DOCUMENT SECTION:
►

Springboks’ Lood de Jager opens up about heart condition that kept him out of World Cup

Springbok lock Lood De Jager in action during a Rugby Championship match against Argentina in Buenos Aires

FILE - Springbok lock Lood De Jager in action during a Rugby Championship match against Argentina in Buenos Aires. Photo: Juan Mabromata/AFP

Published Mar 13, 2024


Springbok lock Lood de Jager has finally opened up about the heart condition that kept him out of the 2023 Rugby World Cup.

Before the Springboks’ Rugby World Cup squad was announced last year, De Jager was diagnosed with pericarditis, an inflammation of the pericardium, the thin, two-layered, fluid-filled sac that covers the outer surface of the heart.

The then 30-year-old, who was part of the successful side in 2019, was left out of the squad for the World Cup in France, where the Boks would go on to defend their title.

In an interview published by the Associated Press, De Jager said he was grateful the condition was caught when it was.

“They diagnosed me the day the (World Cup) squad got announced or the day before so the timing wasn’t ideal,” he said in the interview. “I’m just thankful I get to sit here. It could have been way worse.

“They could have missed it and I could have gone down and trained again or played again and you never know what might have happened. All in all I’m just grateful to be here.”

The former Cheetahs and Bulls lock currently plays in Japan for Panasonic Wild Knights, and has been given the green light to return to the field.

He went on to add that the whole episode, which was a “real big scare”, has given a new lease on life.

“The first couple of sessions when I could train again with the lads, I was like a kid again ... You can’t get enough of it.

◄

DATA FOR ANALYSIS:
►

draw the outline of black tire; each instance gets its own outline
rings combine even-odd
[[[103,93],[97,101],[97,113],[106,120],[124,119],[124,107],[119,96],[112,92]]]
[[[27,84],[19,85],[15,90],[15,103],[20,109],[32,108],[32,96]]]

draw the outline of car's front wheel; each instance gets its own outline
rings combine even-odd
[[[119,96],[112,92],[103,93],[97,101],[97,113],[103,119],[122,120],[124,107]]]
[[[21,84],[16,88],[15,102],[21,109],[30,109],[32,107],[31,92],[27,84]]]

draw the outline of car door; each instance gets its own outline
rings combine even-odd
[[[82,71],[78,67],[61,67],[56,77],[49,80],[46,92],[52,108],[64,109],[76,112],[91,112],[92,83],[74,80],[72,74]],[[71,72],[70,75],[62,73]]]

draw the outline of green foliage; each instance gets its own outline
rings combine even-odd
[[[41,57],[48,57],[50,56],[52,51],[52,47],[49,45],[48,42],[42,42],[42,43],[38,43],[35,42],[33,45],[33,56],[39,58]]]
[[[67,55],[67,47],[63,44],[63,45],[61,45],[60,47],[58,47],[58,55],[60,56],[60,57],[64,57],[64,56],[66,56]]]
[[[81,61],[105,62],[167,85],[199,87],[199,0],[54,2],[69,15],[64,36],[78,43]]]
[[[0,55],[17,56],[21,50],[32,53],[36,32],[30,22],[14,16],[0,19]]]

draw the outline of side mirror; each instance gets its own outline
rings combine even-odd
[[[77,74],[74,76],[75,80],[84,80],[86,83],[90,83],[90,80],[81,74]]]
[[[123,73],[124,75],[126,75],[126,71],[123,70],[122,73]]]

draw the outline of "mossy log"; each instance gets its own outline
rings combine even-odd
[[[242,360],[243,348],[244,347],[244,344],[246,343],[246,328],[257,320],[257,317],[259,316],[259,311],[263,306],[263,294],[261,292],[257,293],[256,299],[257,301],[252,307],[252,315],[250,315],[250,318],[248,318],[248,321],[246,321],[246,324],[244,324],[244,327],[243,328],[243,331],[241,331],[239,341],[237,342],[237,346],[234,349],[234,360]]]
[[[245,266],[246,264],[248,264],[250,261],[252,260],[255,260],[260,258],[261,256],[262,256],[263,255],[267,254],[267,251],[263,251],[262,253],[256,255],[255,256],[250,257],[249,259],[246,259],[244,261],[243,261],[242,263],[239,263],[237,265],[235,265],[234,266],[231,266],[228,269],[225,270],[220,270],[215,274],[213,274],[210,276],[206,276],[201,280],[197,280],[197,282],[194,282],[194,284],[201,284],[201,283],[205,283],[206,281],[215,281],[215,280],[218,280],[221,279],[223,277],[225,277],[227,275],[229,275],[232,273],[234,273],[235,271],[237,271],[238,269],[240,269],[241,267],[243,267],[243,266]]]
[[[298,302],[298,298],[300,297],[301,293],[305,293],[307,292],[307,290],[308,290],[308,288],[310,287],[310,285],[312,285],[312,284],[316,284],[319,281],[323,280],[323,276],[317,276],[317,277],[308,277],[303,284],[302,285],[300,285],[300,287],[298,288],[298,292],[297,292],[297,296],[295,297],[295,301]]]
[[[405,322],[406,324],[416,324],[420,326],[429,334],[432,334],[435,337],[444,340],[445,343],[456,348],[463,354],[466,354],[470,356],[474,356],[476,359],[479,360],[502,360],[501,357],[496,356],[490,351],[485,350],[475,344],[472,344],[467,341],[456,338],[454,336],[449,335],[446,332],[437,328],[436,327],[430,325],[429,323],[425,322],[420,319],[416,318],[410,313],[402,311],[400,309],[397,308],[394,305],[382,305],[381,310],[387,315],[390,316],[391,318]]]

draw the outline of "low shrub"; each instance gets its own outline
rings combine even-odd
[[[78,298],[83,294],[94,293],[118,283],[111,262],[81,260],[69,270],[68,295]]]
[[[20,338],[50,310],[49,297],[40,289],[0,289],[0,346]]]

◄

QUESTIONS ON THE MATERIAL:
1. In the article about Lood de Jager's heart condition, condense the paragraph beginning "Before the Springboks’ Rugby World Cup squad" into a single shorter sentence that keeps its main facts.
2. Transcribe everything in the article on De Jager's heart condition from "He went on to" down to "enough of it.".
3. Pick up the article on Lood de Jager's heart condition where it stops, and extend it in the same voice.

OUTPUTS FOR THE TASKS:
1. Shortly before last year's Springbok Rugby World Cup squad was announced, De Jager was diagnosed with pericarditis, an inflammation of the pericardium, the thin, two-layered, fluid-filled sac covering the heart.

2.
He went on to add that the whole episode, which was a “real big scare”, has given a new lease on life.

“The first couple of sessions when I could train again with the lads, I was like a kid again ... You can’t get enough of it.

3.
“You get times in your career when you’re playing 20, 30 games on the bounce and your body’s real sore and you’re not keen for training. It’s amazing how that little break can just flick the switch again."

He went on to detail the moment he knew he required attention.

“The exact time I started feeling real symptoms which were worrying was we had a training before the Argentina test..."

"I felt like someone was sitting on my chest. I couldn’t breathe, I felt like I was suffocating. Just pressure on my chest and shortness of breath and just a very eerie feeling.

“I walked off the field and I told the doctor something’s not right. Obviously in that moment you’re not sure and you think maybe I’m a bit sick or its COVID.”

For the first 10 weeks after his diagnosis, De Jager wasn’t allowed to train, or get his heart rate 100 beats per minute.

“... It was just rest. Gradually they worked it up until I was allowed to train to my max heart rate. From the time I could start taking my heartbeat above 100, it was probably eight to 10 weeks before I was allowed to fully train."

De Jager will hope to get enough rugby in his legs to impress Rassie Erasmus ahead of the Springboks’ series against Ireland.